Embora a maioria dos estudiosos não o reconheça como parte do cânone religioso, o Livro de Enoque possui nuances que devem ser analisadas sem fazer vista grossa. Ou seja, há fatos que mostram que os primeiros discípulos de Yeshua reconheciam eventos que hoje podemos ler no Livro de Enoque. Qualquer pessoa atenta irá ler o livro de Enoque e, tendo conhecimento prévio de tudo que existe no “Novo Testamento”, perceberá que existem mais de 120 citações do livro de Enoque ali, por exemplo: Judas 14-15 está provavelmente citando 1 Enoque 1:9. Isso é mera coincidência?

Entrando na parte mais acadêmica, Tertuliano (160 a 220 DC), um teólogo proeminente da Igreja primitiva, menciona fatos sobre Enoque em seu livro:

“Estou ciente de que o Livro de Enoque […] não é aceito porque não é admitido no cânon judaico. Suponho que não seja aceito porque eles não pensaram que um livro escrito antes do dilúvio pudesse ter sobrevivido à catástrofe que destruiu o mundo inteiro. Se esse for o motivo, lembre-se de que Noé era bisneto de Enoque e sobrevivente do dilúvio. Ele teria crescido na tradição da família e o nome de Enoque seria uma palavra familiar e ele certamente se lembraria da graça que seu antepassado desfrutava diante de Deus e da reputação de toda a sua pregação, especialmente desde que Enoque deu o comando a seu pai […] Portanto, Agora, supondo que Noé não pudesse ter esse conhecimento diretamente, ainda haveria outra razão para justificar nossa afirmação da genuinidade deste livro: ele poderia facilmente reescrevê-lo sob a inspiração do Espírito depois de ter sido destruído pela violência do dilúvio, assim como, quando Jerusalém foi destruída pelas mãos dos babilônios, todos os documentos da literatura judaica são conhecidos por terem sido restaurados por Esdras. Mas, como Enoque neste mesmo livro nos fala de nosso Senhor, não devemos rejeitar nada que realmente nos pertença. Não lemos que toda palavra das Escrituras útil para edificação é divinamente inspirada? 

Como vocês sabem muito bem, foi posteriormente rejeitado pelos judeus pela mesma razão que os levou a rejeitar quase todas as outras partes que profetizavam sobre Cristo. Agora, não é de surpreender que eles se recusaram a aceitar certas Escrituras que falavam Dele quando estavam destinadas a não recebê-Lo quando Ele próprio falava com elas. A tudo o que podemos acrescentar, o fato de termos; um testemunho de Enoque na Epístola de Judas, o Apóstolo.” (Tertuliano de Cartago. Vestuário Feminino, 2019, capítulo 3: 1-3).

* [Linhas exibidas]:

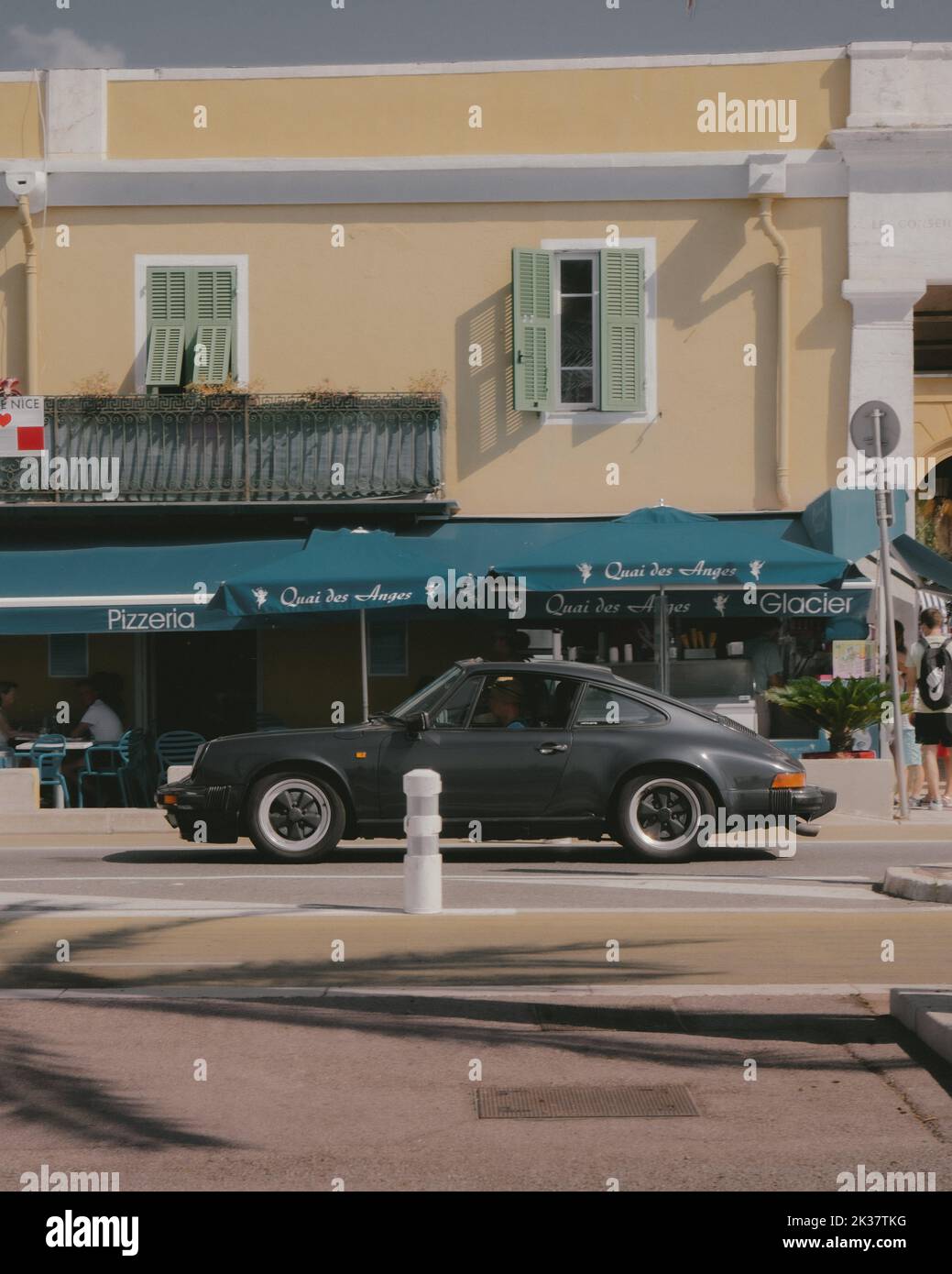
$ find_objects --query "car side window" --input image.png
[472,670,580,730]
[431,676,486,730]
[574,686,666,729]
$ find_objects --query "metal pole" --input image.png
[873,408,909,818]
[361,610,369,721]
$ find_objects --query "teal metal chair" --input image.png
[76,735,128,809]
[29,734,70,809]
[120,730,158,807]
[76,730,146,807]
[156,730,205,784]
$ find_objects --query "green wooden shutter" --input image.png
[512,247,554,412]
[146,265,187,324]
[193,265,235,323]
[600,247,646,412]
[193,323,232,385]
[146,265,187,389]
[146,323,185,389]
[190,265,237,385]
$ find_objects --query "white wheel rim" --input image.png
[629,778,701,850]
[258,778,330,853]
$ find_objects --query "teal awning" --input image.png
[892,535,952,590]
[0,538,302,634]
[496,507,848,592]
[212,520,573,615]
[212,509,848,615]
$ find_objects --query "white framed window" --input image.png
[539,237,658,425]
[134,252,250,394]
[554,252,600,412]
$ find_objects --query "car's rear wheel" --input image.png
[247,774,345,862]
[613,774,714,862]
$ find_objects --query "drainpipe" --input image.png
[759,196,790,509]
[16,195,39,394]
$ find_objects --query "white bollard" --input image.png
[403,770,443,916]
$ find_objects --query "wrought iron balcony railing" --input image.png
[0,394,443,503]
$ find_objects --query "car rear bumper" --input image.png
[727,786,836,823]
[770,787,836,823]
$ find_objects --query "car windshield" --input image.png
[388,666,466,718]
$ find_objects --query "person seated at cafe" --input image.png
[71,677,125,742]
[0,680,36,764]
[489,676,529,730]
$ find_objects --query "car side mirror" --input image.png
[404,712,430,735]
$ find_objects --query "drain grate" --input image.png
[476,1084,700,1118]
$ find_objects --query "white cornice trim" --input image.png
[847,39,952,62]
[842,279,925,329]
[107,45,847,82]
[0,150,848,208]
[0,148,844,176]
[827,126,952,160]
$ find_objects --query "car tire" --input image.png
[247,774,345,862]
[610,774,715,862]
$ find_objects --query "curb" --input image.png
[883,866,952,902]
[890,987,952,1062]
[3,809,165,837]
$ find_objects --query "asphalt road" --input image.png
[0,833,952,917]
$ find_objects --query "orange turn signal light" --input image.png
[770,774,806,787]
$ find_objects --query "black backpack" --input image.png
[917,637,952,711]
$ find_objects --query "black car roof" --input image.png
[456,659,635,686]
[456,659,717,719]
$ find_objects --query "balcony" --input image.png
[0,394,443,504]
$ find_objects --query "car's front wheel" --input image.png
[613,774,714,862]
[247,774,345,862]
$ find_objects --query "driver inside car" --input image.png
[489,676,529,730]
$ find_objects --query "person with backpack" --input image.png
[909,607,952,809]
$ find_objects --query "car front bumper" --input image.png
[156,778,241,845]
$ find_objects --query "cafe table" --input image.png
[16,739,93,809]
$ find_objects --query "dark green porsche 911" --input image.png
[157,660,836,862]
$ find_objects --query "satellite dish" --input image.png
[850,399,903,456]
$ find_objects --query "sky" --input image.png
[0,0,952,70]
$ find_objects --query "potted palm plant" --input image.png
[767,676,909,759]
[767,676,909,820]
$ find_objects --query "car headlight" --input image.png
[770,771,806,787]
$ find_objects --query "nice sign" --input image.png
[0,398,46,456]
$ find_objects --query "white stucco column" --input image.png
[842,279,925,535]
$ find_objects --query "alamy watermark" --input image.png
[836,451,936,500]
[427,567,526,620]
[697,93,796,145]
[20,451,121,500]
[836,1163,936,1193]
[697,805,799,857]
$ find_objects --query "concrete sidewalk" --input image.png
[0,990,952,1193]
[0,809,952,846]
[0,905,952,991]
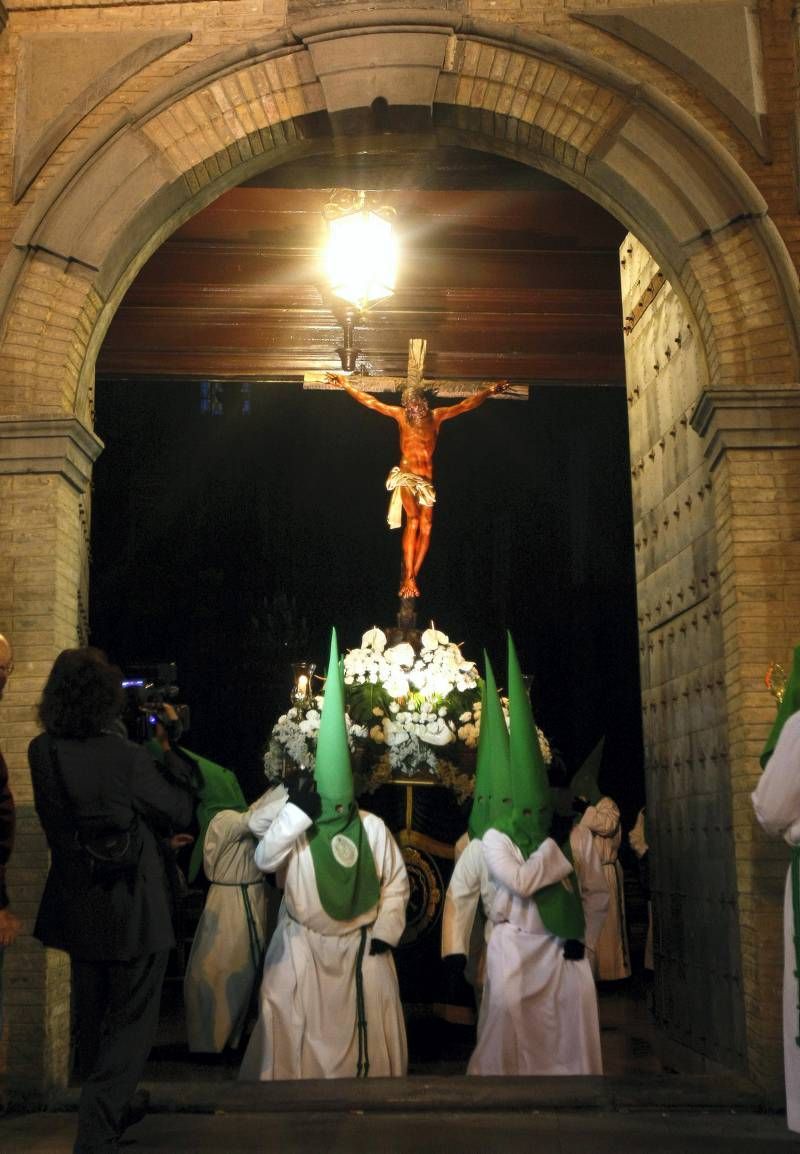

* [Detalhes da tarefa]: Dê continuidade ao texto sobre o Livro de Enoque, começando logo após a citação de Tertuliano que o encerra.

* [Resposta a seguir]:
Em um sentido quase idêntico ao que Tertuliano escreveu, o  Shimʼon Bar Yochai (o autor do Zohar – o livro do esplendor), ensina que os judeus mantiveram o livro de Enoque em segredo, porque para eles este livro só poderia ser interpretado pelos sábios de seu próprio povo. E que este documento não poderia cair nas mãos dos leigos, para que eles não vissem a fazer interpretações errôneas sobre o livro. Shim’on garante que se ele estivesse presente no momento em que o conhecimento do livro de Enoque estava sendo divulgado, ele teria se colocado contra aqueles mestres. Falou isso porque tempos depois, alguns que se diziam sábios, obtiveram o conhecimento deste livro para levar muitas pessoas a uma adoração estranha, afastando as pessoas do caminho do ETERNO. Eis o que ele disse:

Rabbi Shimʼon disse: ‘Se eu estivesse vivo quando o Santo, bendito seja Ele, deu à humanidade o livro de Enoque e o livro de Adão, eu teria me esforçado para impedir sua disseminação, porque nem todos os homens sábios os leram com a devida atenção, e assim extraia deles idéias pervertidas, tais como desviar os homens do Altíssimo para a adoração de poderes estranhos. Agora, no entanto, os sábios que entendem essas coisas as mantêm em segredo e, assim, se fortalecem no serviço de seu Mestre.” (Zohar 1: 72b).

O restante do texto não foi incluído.